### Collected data
+ + + +

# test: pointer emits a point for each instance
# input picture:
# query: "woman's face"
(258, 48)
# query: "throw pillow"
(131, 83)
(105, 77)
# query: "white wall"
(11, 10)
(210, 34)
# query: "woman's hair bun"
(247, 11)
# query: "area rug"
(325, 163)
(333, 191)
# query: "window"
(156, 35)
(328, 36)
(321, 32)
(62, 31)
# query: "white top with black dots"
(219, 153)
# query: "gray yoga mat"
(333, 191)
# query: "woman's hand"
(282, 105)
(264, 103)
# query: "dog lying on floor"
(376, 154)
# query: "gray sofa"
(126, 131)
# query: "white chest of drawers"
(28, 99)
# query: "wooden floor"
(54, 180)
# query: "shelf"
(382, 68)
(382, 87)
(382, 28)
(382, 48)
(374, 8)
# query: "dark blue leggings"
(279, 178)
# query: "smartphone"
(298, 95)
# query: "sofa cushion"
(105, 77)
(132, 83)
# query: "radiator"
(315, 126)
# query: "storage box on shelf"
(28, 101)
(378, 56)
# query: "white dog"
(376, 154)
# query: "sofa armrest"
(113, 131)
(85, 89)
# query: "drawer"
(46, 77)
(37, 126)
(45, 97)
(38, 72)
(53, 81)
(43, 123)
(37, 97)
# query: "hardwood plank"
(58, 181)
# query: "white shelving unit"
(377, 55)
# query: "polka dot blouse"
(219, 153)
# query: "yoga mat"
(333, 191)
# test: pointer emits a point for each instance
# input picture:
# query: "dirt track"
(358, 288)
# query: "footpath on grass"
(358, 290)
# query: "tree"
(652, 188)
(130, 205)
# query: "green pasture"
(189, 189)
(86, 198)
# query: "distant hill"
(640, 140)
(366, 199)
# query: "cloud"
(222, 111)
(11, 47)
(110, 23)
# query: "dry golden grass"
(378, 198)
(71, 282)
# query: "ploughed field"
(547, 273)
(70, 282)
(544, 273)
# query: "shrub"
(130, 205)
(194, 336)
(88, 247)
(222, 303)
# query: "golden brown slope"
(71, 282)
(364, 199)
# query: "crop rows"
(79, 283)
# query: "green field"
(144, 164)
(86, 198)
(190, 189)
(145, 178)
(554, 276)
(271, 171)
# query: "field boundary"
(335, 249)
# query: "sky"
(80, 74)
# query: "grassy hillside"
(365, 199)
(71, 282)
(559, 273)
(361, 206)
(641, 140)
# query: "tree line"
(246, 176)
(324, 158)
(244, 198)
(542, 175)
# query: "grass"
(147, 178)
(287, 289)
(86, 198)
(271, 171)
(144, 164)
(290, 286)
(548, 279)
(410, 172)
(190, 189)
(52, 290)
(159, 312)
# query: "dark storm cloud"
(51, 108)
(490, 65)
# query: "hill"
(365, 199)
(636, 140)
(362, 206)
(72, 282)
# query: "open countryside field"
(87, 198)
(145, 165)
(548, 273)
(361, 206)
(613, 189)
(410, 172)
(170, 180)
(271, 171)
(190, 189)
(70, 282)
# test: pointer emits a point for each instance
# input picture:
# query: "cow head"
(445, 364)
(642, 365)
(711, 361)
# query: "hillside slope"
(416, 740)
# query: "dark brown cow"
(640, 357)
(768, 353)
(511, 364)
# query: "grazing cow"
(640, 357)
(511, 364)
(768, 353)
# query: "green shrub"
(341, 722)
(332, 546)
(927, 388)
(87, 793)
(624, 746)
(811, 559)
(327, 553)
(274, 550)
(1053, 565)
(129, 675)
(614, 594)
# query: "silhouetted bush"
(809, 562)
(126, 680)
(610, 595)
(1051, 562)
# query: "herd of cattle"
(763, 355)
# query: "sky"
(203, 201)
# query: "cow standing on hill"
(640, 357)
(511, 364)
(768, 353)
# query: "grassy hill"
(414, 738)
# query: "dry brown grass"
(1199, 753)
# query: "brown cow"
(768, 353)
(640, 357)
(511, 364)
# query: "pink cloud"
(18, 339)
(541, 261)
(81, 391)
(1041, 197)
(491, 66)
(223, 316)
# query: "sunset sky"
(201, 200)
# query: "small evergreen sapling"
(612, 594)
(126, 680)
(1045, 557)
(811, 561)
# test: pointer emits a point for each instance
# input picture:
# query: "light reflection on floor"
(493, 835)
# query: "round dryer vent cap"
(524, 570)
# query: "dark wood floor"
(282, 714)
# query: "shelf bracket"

+ + + +

### What the task asks
Every record must be output again with its wording unchanged.

### Answer box
# test: pointer emits a point for each instance
# input picture:
# query: "woman's face"
(258, 48)
# query: "throw pillow"
(131, 83)
(105, 77)
# query: "white wall"
(11, 10)
(210, 34)
# query: "woman's hair bun"
(247, 11)
# query: "area rug"
(325, 163)
(333, 191)
# query: "window"
(156, 35)
(328, 36)
(321, 32)
(62, 31)
# query: "white top with black dots"
(219, 153)
# query: "gray yoga mat"
(333, 191)
# query: "woman's hand"
(282, 105)
(264, 103)
# query: "dog lying on floor"
(376, 154)
# query: "gray sofa"
(126, 131)
# query: "white chest of drawers"
(28, 99)
# query: "wooden floor"
(54, 180)
# query: "shelf"
(382, 68)
(382, 87)
(382, 28)
(382, 48)
(374, 8)
# query: "dark blue leggings"
(279, 178)
# query: "smartphone"
(298, 95)
# query: "sofa cushion"
(105, 77)
(132, 83)
# query: "radiator"
(315, 126)
# query: "storage box on shelf"
(28, 101)
(378, 56)
# query: "white dog"
(376, 154)
# query: "sofa armrest"
(113, 131)
(85, 89)
# query: "drawer"
(46, 77)
(37, 126)
(45, 97)
(38, 72)
(53, 81)
(43, 123)
(37, 97)
# query: "hardwood plank"
(58, 181)
# query: "white shelving unit"
(377, 55)
# query: "polka dot blouse"
(219, 153)
# query: "yoga mat"
(333, 191)
# test: pointer emits a point for each instance
# input picture:
# query: "dirt track"
(358, 288)
# query: "footpath on grass"
(358, 290)
# query: "tree"
(652, 188)
(130, 205)
# query: "green pasture"
(189, 189)
(86, 198)
# query: "distant hill"
(640, 140)
(366, 199)
# query: "cloud"
(222, 111)
(11, 47)
(110, 23)
# query: "dry golden grass"
(378, 198)
(71, 282)
# query: "ploughed field"
(547, 273)
(70, 282)
(544, 273)
# query: "shrub"
(130, 205)
(194, 336)
(88, 247)
(222, 303)
# query: "golden brown slope"
(71, 282)
(364, 199)
# query: "crop rows"
(79, 283)
# query: "green field"
(144, 164)
(86, 198)
(190, 189)
(145, 178)
(554, 276)
(271, 171)
# query: "field boundary"
(335, 249)
# query: "sky"
(80, 74)
# query: "grassy hillside"
(365, 199)
(71, 282)
(559, 273)
(361, 206)
(641, 140)
# query: "tree line"
(246, 176)
(324, 158)
(244, 198)
(542, 175)
# query: "grass"
(147, 178)
(287, 289)
(86, 198)
(271, 171)
(144, 164)
(290, 286)
(548, 279)
(410, 172)
(190, 189)
(52, 290)
(159, 312)
# query: "dark storm cloud"
(51, 108)
(490, 65)
# query: "hill"
(365, 199)
(636, 140)
(362, 206)
(72, 282)
# query: "open countryside field"
(87, 198)
(145, 165)
(548, 273)
(361, 206)
(613, 189)
(410, 172)
(170, 180)
(271, 171)
(190, 189)
(70, 282)
# test: pointer emits a point for each instance
# input picture:
# query: "cow head"
(445, 364)
(642, 365)
(711, 361)
# query: "hillside slope"
(416, 740)
# query: "dark brown cow"
(640, 357)
(768, 353)
(511, 364)
# query: "grazing cow"
(640, 357)
(511, 364)
(768, 353)
# query: "green shrub"
(341, 722)
(332, 546)
(927, 388)
(87, 793)
(624, 746)
(811, 559)
(327, 553)
(274, 550)
(1053, 565)
(129, 675)
(614, 594)
# query: "silhouetted bush"
(809, 562)
(126, 680)
(610, 595)
(1051, 562)
# query: "herd of cattle"
(763, 355)
# query: "sky"
(203, 201)
# query: "cow standing on hill"
(640, 357)
(511, 364)
(768, 353)
# query: "grassy hill"
(414, 738)
# query: "dry brown grass"
(1199, 753)
# query: "brown cow"
(768, 353)
(640, 357)
(511, 364)
# query: "pink cloud"
(18, 339)
(541, 261)
(81, 391)
(1041, 197)
(491, 66)
(223, 316)
# query: "sunset sky"
(201, 200)
# query: "small evergreen sapling"
(612, 594)
(126, 680)
(1045, 557)
(811, 561)
# test: pointer emits a point for each instance
# input picture:
# query: "light reflection on floor"
(493, 835)
# query: "round dryer vent cap"
(524, 570)
# query: "dark wood floor"
(282, 714)
# query: "shelf bracket"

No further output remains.